Dalì : la surrealtà è un'esperienza virtualeReminiscenza archeologica dell’Angelus di Millet è un dipinto del 1935 di Salvador Dalì (1904-1989), un tributo, in chiave paranoico-critica, all’Angelus realizzato da Jean-François Millet tra il 1857 ed il 1859.

Dalì, che ha trasposto la visione onirica del Surrealismo in un delirio retorico, spesso impregnato di un’eloquenza sessuale, con un misticismo in bilico perenne tra sacro e profano, riprende i due contadini protagonisti del quadro di Millet nella metafora visiva di enormi sculture nel deserto, immerse in un’atmosfera crepuscolare.

Ne Il Mito Tragico dell’Angelus di Millet Dalì scriveva:

“Nel giugno 1932 si presenta d’improvviso al mio spirito, senza che alcun ricordo recente né associazione cosciente possa darne un’immediata spiegazione, l’immagine dell’Angelus di Millet […] Ne sono grandemente impressionato, grandemente turbato, perché nonostante che nella mia visione di tale immagine tutto corrisponda esattamente alle riproduzioni del quadro da me conosciute, essa mi “appare” nondimeno assolutamente modificata e carica di una tale intenzionalità latente che L’Angelus di Millet diventa d’improvviso per me l’opera pittorica più inquietante, più enigmatica, più densa, più ricca di pensieri inconsci che sia mai esistita”.
○ ○ ○ ○ ○ ○ ○
Restituisci per intero il brano su Dalì e l'Angelus di Millet, identico all'originale in ogni sua parte. Per lo svolgimento ci si basa unicamente sul brano.

Estratto dei dati:
○ ○ ○ ○ ○ ○ ○
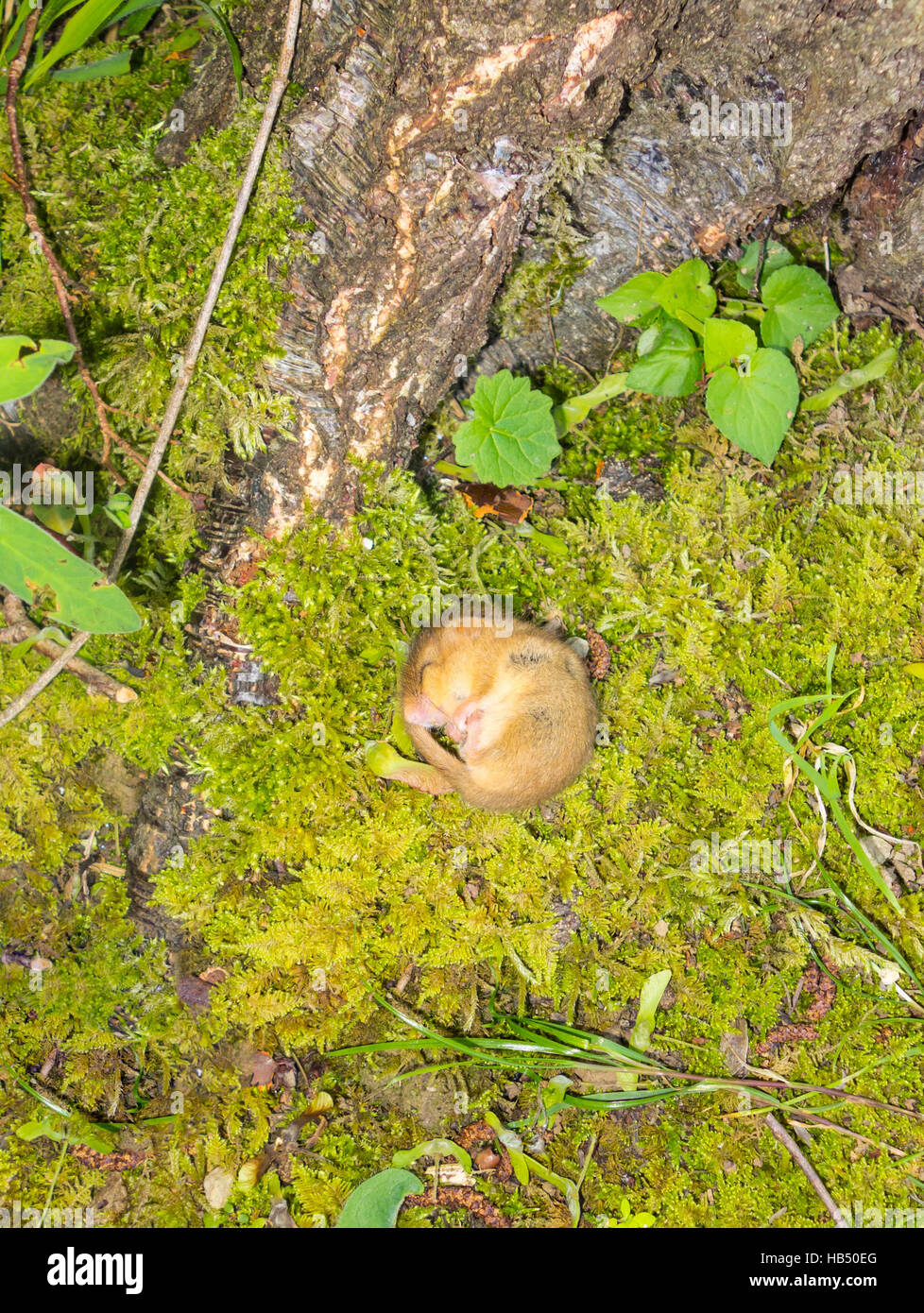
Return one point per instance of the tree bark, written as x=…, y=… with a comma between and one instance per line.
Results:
x=420, y=145
x=424, y=137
○ ○ ○ ○ ○ ○ ○
Risposta:
Dalì : la surrealtà è un'esperienza virtualeReminiscenza archeologica dell’Angelus di Millet è un dipinto del 1935 di Salvador Dalì (1904-1989), un tributo, in chiave paranoico-critica, all’Angelus realizzato da Jean-François Millet tra il 1857 ed il 1859.

Dalì, che ha trasposto la visione onirica del Surrealismo in un delirio retorico, spesso impregnato di un’eloquenza sessuale, con un misticismo in bilico perenne tra sacro e profano, riprende i due contadini protagonisti del quadro di Millet nella metafora visiva di enormi sculture nel deserto, immerse in un’atmosfera crepuscolare.

Ne Il Mito Tragico dell’Angelus di Millet Dalì scriveva:

“Nel giugno 1932 si presenta d’improvviso al mio spirito, senza che alcun ricordo recente né associazione cosciente possa darne un’immediata spiegazione, l’immagine dell’Angelus di Millet […] Ne sono grandemente impressionato, grandemente turbato, perché nonostante che nella mia visione di tale immagine tutto corrisponda esattamente alle riproduzioni del quadro da me conosciute, essa mi “appare” nondimeno assolutamente modificata e carica di una tale intenzionalità latente che L’Angelus di Millet diventa d’improvviso per me l’opera pittorica più inquietante, più enigmatica, più densa, più ricca di pensieri inconsci che sia mai esistita”.